**EXERCISE DESCRIPTION:** Reproduce word for word the passage on public universities below, between "Peer prestige represents" and "in, good out.", inclusive.

**DOCUMENT EXCERPT:**
Peer prestige represents the resource and reputation model of excellence, with its trinity of student selectivity, rich resources, and faculty reputations. That model relies mostly on inputs of students, resources, and professors and says little about the public purpose of the quality and quantity of graduates or the contribution of research and services to states and society. It depends more on the resources received than the results achieved and treats campuses like computers as mostly matters of good in, good out.

The resource and reputation model dominates the national rankings of colleges and universities. U.S. News & World Report devotes three quarters of its rating for national universities to this model: peer assessment (25 percent), faculty resources (20 percent), student selectivity (15 percent), spending per student (10 percent), and alumni giving (5 percent). A measure called retention does allocate 20 percent of the total score Unfortunately, on many campuses, retention results reflect admission standards more than improved performance. A criterion on graduation rate performance does control for student preparation and institutional resources, but it receives just 5 percent of the total score.

Public purpose is the defining characteristic of all public universities, but what does it entail? A review of the external demands on state universities reveals a long and daunting list. They must become more accessible to economically and educationally disadvantaged students and enroll a racially diverse student body without setting targets. Their tuition must remain affordable despite declines in state support and inadequate need-based financial aid. They should graduate the great majority of their students — most of them in four years — and demonstrate their growth in knowledge and skills from entry to exit. Public universities should actively assist the reform of public schools and produce graduates in critical fields who are prepared mentally and ethically for work and citizenship. Their research and public service should spur the economic growth and civic development of their states and communities.

**GIVEN RECORDS:**
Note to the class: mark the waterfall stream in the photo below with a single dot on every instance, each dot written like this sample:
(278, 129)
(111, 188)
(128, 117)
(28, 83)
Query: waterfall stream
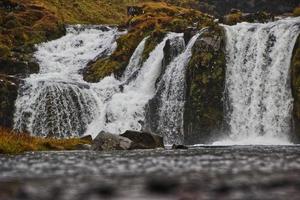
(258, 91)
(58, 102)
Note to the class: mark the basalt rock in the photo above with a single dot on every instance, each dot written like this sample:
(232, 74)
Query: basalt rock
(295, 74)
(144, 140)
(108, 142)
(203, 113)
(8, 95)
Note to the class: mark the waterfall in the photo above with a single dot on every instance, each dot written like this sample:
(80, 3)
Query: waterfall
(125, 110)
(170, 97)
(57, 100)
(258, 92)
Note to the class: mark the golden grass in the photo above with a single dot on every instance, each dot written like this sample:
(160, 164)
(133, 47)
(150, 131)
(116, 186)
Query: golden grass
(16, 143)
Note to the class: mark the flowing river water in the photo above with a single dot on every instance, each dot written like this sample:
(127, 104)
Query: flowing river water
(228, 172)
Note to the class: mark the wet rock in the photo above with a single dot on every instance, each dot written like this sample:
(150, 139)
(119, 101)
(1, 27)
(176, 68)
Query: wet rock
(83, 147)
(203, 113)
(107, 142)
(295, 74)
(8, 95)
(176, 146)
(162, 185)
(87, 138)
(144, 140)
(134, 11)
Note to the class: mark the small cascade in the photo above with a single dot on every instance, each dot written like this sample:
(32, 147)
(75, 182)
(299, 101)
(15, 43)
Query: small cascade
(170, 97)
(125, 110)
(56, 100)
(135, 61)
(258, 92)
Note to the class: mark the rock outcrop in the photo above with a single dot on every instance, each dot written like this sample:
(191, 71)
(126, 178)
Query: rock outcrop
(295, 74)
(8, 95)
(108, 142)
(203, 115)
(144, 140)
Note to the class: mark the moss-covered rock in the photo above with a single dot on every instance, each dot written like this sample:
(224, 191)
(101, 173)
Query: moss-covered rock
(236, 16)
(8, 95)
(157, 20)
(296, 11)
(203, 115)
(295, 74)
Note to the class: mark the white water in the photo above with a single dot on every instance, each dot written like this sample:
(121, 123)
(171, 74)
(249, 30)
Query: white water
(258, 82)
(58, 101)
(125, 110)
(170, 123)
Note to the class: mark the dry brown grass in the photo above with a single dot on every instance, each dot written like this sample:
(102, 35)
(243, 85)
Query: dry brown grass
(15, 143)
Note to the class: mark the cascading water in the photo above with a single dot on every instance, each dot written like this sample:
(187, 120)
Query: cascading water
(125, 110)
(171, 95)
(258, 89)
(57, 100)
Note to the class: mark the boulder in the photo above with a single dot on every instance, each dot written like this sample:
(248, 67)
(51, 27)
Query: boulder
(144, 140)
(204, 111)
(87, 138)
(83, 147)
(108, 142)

...

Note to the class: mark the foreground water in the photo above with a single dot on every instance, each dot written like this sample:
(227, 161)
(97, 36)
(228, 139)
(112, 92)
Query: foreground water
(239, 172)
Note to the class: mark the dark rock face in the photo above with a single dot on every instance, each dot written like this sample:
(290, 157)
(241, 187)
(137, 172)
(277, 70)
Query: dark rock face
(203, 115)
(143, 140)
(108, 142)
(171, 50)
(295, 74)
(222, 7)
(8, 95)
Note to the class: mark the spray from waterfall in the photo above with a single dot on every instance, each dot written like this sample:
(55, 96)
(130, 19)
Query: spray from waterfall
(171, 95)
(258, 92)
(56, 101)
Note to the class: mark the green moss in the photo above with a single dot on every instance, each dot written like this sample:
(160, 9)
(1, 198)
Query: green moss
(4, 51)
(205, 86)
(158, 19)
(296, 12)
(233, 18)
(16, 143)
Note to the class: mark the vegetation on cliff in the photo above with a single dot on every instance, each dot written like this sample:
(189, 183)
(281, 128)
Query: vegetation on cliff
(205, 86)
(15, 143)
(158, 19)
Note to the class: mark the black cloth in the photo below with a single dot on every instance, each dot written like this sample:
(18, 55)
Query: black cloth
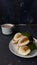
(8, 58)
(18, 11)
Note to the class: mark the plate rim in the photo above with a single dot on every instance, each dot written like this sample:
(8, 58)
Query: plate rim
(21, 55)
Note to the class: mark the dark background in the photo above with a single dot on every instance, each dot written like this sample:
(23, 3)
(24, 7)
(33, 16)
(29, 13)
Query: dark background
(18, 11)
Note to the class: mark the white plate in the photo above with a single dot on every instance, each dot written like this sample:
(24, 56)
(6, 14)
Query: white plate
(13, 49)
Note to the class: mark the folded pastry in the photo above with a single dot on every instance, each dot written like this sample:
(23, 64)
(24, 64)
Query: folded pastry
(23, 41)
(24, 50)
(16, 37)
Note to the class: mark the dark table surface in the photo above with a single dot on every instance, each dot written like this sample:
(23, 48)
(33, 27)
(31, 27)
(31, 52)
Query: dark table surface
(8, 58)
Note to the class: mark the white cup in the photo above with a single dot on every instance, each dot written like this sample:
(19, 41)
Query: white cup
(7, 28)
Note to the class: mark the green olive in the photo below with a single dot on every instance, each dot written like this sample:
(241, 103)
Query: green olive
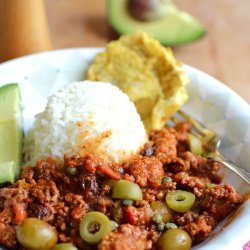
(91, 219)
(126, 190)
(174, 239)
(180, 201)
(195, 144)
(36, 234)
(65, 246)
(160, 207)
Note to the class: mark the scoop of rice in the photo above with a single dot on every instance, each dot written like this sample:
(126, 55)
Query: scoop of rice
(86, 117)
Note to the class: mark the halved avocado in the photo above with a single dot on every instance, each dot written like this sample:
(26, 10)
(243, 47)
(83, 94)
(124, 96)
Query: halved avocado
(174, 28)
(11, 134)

**COMPLETE ANSWER:**
Peer prestige represents the resource and reputation model of excellence, with its trinity of student selectivity, rich resources, and faculty reputations. That model relies mostly on inputs of students, resources, and professors and says little about the public purpose of the quality and quantity of graduates or the contribution of research and services to states and society. It depends more on the resources received than the results achieved and treats campuses like computers as mostly matters of good in, good out.